◆ Extract to read ◆
For a year on the presidential campaign trail, Elizabeth Warren has tried very hard to not have the kind of conversation about sexism that can be messy for candidates, but this week, in a fight with her ideologically closest Democratic competitor, those efforts exploded in her face. It was a reminder that among the many challenges facing female candidates in presidential politics is the fact that there remains absolutely no good way to describe the many challenges facing female candidates in presidential politics.
Warren’s campaign, till now, has been both disciplined and creative in its approach to the fact that the candidate is a woman, which matters both because the United States has never elected a woman president and because, four years ago, the first woman ever nominated by a major party — one who talked a lot about the historic nature of her candidacy — lost to Donald Trump.
It’s not that Warren hasn’t talked about gender; it’s that until now, she has presented the feminist ambitions of her campaign in a way that hasn’t been about her or her experiences of bias, instead giving a series of big speeches that have subtly reframed the history of American organizing and policy change by foregrounding women. She has talked about the young textile workers who organized in Lowell, Massachusetts; the black washerwomen who went on strike in Atlanta in 1881; and the young women who died in the Triangle Shirtwaist Factory in 1911 and how their fate changed the path of Frances Perkins. Just last week, she gave a New Year’s address at Boston’s Old First in which she spoke of one of its most famous congregants, the poet Phillis Wheatley: “It was a terrifying thought, to some powerful white people,” Warren, “that this young woman, this young enslaved woman, would create something so potent that she challenged the existing order.”

◆ Exercises ◆
1. Reproduce word for word the article on Elizabeth Warren's campaign from "For a year on" to "to Donald Trump.".
2. Write the next part of the article on Elizabeth Warren's campaign, picking up after its last sentence.
The items are separate material with no connection to the article on Elizabeth Warren's campaign.

◆ Point-based annotation data ◆

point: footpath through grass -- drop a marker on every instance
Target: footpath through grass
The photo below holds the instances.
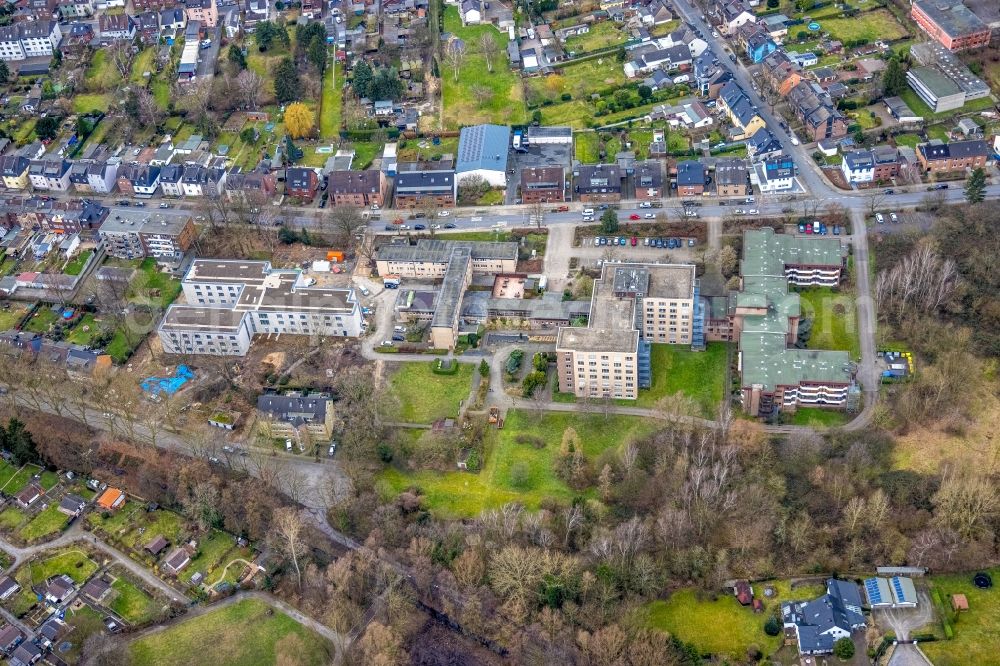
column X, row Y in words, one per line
column 424, row 396
column 246, row 633
column 463, row 494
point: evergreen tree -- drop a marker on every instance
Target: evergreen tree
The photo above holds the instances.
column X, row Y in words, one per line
column 287, row 87
column 975, row 187
column 361, row 78
column 894, row 78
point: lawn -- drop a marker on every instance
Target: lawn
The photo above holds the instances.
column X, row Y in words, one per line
column 834, row 319
column 815, row 417
column 695, row 620
column 75, row 265
column 329, row 116
column 977, row 631
column 698, row 375
column 73, row 563
column 47, row 522
column 244, row 634
column 503, row 104
column 424, row 396
column 461, row 494
column 132, row 603
column 603, row 35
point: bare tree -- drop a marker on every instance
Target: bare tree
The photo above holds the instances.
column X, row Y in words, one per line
column 288, row 531
column 488, row 46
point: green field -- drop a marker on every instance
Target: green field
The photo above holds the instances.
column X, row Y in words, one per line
column 698, row 375
column 977, row 631
column 461, row 494
column 329, row 116
column 246, row 633
column 132, row 603
column 834, row 317
column 721, row 626
column 603, row 35
column 47, row 522
column 504, row 104
column 424, row 396
column 75, row 265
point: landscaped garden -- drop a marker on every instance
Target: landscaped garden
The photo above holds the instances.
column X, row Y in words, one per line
column 516, row 469
column 425, row 396
column 245, row 633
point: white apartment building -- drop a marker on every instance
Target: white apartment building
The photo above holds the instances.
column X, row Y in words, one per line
column 230, row 301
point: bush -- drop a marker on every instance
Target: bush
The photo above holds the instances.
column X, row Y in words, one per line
column 844, row 648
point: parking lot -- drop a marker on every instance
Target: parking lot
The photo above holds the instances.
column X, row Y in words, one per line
column 546, row 154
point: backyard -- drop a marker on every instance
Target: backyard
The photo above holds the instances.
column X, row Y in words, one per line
column 499, row 90
column 425, row 396
column 243, row 634
column 977, row 630
column 461, row 494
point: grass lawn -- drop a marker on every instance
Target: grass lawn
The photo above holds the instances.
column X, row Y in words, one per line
column 75, row 265
column 132, row 603
column 696, row 620
column 243, row 634
column 47, row 522
column 41, row 320
column 329, row 116
column 73, row 563
column 424, row 396
column 461, row 494
column 834, row 318
column 698, row 375
column 504, row 105
column 603, row 35
column 873, row 25
column 820, row 418
column 977, row 631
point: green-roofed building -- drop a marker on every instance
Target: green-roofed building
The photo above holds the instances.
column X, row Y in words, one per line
column 774, row 375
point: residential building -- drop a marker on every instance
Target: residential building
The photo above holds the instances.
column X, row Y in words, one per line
column 545, row 184
column 137, row 234
column 114, row 27
column 820, row 623
column 647, row 178
column 816, row 111
column 632, row 306
column 776, row 376
column 296, row 415
column 597, row 183
column 358, row 188
column 419, row 184
column 230, row 301
column 692, row 177
column 937, row 156
column 732, row 179
column 204, row 11
column 951, row 23
column 482, row 151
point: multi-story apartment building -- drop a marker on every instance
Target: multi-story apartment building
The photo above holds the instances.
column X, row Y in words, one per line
column 205, row 11
column 597, row 183
column 633, row 305
column 776, row 376
column 137, row 234
column 951, row 23
column 358, row 188
column 228, row 302
column 938, row 156
column 543, row 184
column 416, row 187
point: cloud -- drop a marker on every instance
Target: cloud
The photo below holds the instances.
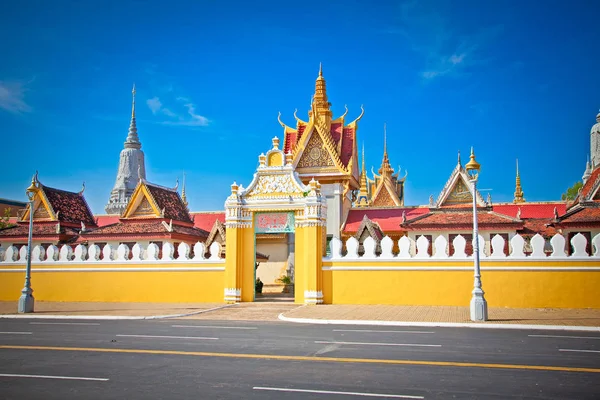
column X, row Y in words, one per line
column 12, row 97
column 445, row 52
column 154, row 104
column 187, row 117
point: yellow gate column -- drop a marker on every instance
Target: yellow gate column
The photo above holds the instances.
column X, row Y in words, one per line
column 309, row 248
column 235, row 245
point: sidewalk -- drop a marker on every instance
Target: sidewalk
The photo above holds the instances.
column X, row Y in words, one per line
column 290, row 312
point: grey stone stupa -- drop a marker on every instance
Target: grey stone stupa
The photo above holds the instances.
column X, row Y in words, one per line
column 131, row 168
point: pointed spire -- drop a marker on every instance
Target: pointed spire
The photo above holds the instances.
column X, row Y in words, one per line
column 386, row 168
column 518, row 190
column 363, row 193
column 132, row 141
column 588, row 171
column 183, row 196
column 320, row 106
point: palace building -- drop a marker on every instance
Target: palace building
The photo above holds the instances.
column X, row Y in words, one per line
column 318, row 168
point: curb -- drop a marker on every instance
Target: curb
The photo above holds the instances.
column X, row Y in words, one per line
column 110, row 317
column 438, row 324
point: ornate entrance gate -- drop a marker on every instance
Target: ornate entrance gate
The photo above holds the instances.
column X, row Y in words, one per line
column 275, row 201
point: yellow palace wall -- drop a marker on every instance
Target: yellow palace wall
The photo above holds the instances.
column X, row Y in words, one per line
column 167, row 282
column 520, row 284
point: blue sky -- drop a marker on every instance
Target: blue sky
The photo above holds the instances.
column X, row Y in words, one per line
column 512, row 79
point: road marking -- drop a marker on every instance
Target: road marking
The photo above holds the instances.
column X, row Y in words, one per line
column 389, row 396
column 569, row 337
column 309, row 358
column 213, row 327
column 169, row 337
column 63, row 323
column 381, row 344
column 367, row 330
column 580, row 351
column 72, row 378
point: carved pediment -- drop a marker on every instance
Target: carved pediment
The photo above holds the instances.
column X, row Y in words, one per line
column 315, row 154
column 144, row 209
column 459, row 194
column 280, row 185
column 41, row 212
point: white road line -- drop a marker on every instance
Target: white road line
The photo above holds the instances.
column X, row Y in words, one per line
column 580, row 351
column 214, row 327
column 63, row 323
column 569, row 337
column 73, row 378
column 389, row 396
column 367, row 330
column 169, row 337
column 381, row 344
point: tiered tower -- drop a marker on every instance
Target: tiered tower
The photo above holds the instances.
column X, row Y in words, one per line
column 131, row 168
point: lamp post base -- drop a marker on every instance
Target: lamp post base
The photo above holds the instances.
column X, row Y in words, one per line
column 26, row 301
column 478, row 306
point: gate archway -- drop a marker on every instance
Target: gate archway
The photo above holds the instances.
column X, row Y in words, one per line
column 277, row 191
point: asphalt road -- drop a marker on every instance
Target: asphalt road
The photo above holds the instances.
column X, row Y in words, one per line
column 184, row 359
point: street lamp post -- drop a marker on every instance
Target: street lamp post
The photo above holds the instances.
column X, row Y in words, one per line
column 478, row 303
column 26, row 301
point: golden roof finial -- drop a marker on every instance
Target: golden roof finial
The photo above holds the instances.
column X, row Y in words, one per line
column 518, row 189
column 183, row 196
column 133, row 102
column 363, row 193
column 363, row 156
column 386, row 168
column 320, row 105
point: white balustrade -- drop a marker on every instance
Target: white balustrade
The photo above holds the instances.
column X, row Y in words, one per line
column 369, row 248
column 387, row 244
column 440, row 244
column 52, row 253
column 199, row 250
column 66, row 253
column 168, row 251
column 80, row 252
column 539, row 248
column 215, row 251
column 123, row 252
column 183, row 251
column 38, row 254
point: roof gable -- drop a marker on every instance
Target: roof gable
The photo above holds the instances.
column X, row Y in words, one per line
column 458, row 190
column 152, row 201
column 52, row 204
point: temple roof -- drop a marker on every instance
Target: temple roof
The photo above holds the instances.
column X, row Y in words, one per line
column 169, row 201
column 206, row 220
column 581, row 217
column 48, row 230
column 68, row 206
column 143, row 228
column 153, row 201
column 388, row 219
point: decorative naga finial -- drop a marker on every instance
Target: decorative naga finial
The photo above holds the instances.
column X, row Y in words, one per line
column 362, row 112
column 183, row 196
column 345, row 112
column 279, row 120
column 518, row 189
column 133, row 141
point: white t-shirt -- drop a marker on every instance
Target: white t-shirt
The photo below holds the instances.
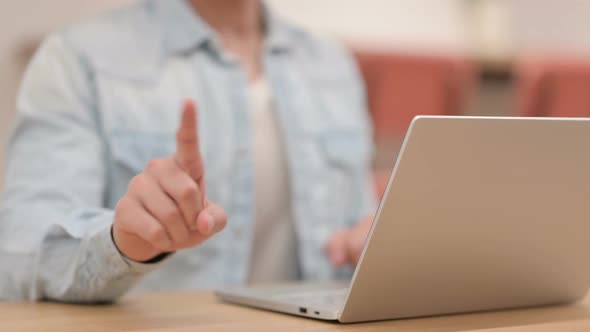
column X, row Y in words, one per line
column 274, row 249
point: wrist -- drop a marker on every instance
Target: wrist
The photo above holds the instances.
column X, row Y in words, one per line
column 134, row 250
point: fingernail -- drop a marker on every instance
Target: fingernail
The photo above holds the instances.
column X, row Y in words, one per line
column 339, row 259
column 210, row 223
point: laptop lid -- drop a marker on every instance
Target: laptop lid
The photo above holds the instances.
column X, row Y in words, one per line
column 480, row 213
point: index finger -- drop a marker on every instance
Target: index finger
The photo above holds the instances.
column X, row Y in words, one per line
column 188, row 151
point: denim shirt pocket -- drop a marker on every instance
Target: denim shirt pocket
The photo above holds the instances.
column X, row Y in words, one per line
column 132, row 150
column 345, row 157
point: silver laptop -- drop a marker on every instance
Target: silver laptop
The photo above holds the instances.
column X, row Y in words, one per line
column 480, row 213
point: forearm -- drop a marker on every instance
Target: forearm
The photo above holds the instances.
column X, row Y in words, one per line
column 69, row 267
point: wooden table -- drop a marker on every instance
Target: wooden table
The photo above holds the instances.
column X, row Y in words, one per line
column 200, row 311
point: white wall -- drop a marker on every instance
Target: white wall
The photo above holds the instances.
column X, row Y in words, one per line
column 386, row 24
column 25, row 22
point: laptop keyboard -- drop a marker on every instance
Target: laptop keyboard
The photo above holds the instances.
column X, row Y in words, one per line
column 323, row 298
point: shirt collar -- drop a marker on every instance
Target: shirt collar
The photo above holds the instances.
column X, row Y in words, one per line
column 184, row 30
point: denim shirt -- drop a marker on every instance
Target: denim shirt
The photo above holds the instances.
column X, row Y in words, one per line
column 102, row 98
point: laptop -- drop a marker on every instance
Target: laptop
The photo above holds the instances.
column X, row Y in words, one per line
column 480, row 213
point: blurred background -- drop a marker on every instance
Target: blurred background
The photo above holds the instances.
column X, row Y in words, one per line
column 455, row 57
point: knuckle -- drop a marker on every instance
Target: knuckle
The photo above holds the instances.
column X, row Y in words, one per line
column 189, row 191
column 171, row 215
column 137, row 183
column 155, row 165
column 156, row 234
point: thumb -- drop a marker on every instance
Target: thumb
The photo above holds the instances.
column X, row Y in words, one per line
column 337, row 248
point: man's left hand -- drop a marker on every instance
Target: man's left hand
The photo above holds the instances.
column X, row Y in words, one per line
column 346, row 246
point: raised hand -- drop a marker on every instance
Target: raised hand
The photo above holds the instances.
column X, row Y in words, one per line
column 166, row 208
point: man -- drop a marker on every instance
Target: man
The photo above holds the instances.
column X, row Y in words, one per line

◆ Answers to each task ◆
1.
For a year on the presidential campaign trail, Elizabeth Warren has tried very hard to not have the kind of conversation about sexism that can be messy for candidates, but this week, in a fight with her ideologically closest Democratic competitor, those efforts exploded in her face. It was a reminder that among the many challenges facing female candidates in presidential politics is the fact that there remains absolutely no good way to describe the many challenges facing female candidates in presidential politics.
Warren’s campaign, till now, has been both disciplined and creative in its approach to the fact that the candidate is a woman, which matters both because the United States has never elected a woman president and because, four years ago, the first woman ever nominated by a major party — one who talked a lot about the historic nature of her candidacy — lost to Donald Trump.

2.
It has been a clever approach, a way to talk about the challenges to male power posed by a left-leaning woman candidate promising big structural change, without actually having to get into the muck of describing what it’s like to be that candidate or what it’s like to run against her. That’s over now; we’re in the muck.
On Monday, CNN’s MJ Lee reported that according to several sources, during a private 2018 meeting between Warren and Bernie Sanders in which the two longtime progressive compatriots discussed the upcoming 2020 race, Sanders had told Warren that he didn’t believe a woman could win the presidency. Lee’s original story included a denial from Sanders, who told Lee, “It is ludicrous to believe that at the same meeting where Elizabeth Warren told me she was going to run for president, I would tell her that a woman couldn’t win,” and, “What I did say that night was that Donald Trump is a sexist, a racist, and a liar who would weaponize whatever he could. Do I believe a woman can win in 2020? Of course! After all, Hillary Clinton beat Donald Trump by 3 million votes in 2016.”
Warren’s campaign declined to comment for most of Monday afternoon, while Sanders supporters mounted a furious defense. Campaign manager Faiz Shakir called the story “a lie,” and campaign spokesperson Briahna Joy Gray retweeted videos of a younger Sanders telling third-graders in 1987, “I hope the girls will think they have the right to be involved in politics as much as the boys do; it’s beginning to change but it’s not changing fast enough” and saying on C-SPAN in 1988, “In my view, a woman could be elected president of the United States.”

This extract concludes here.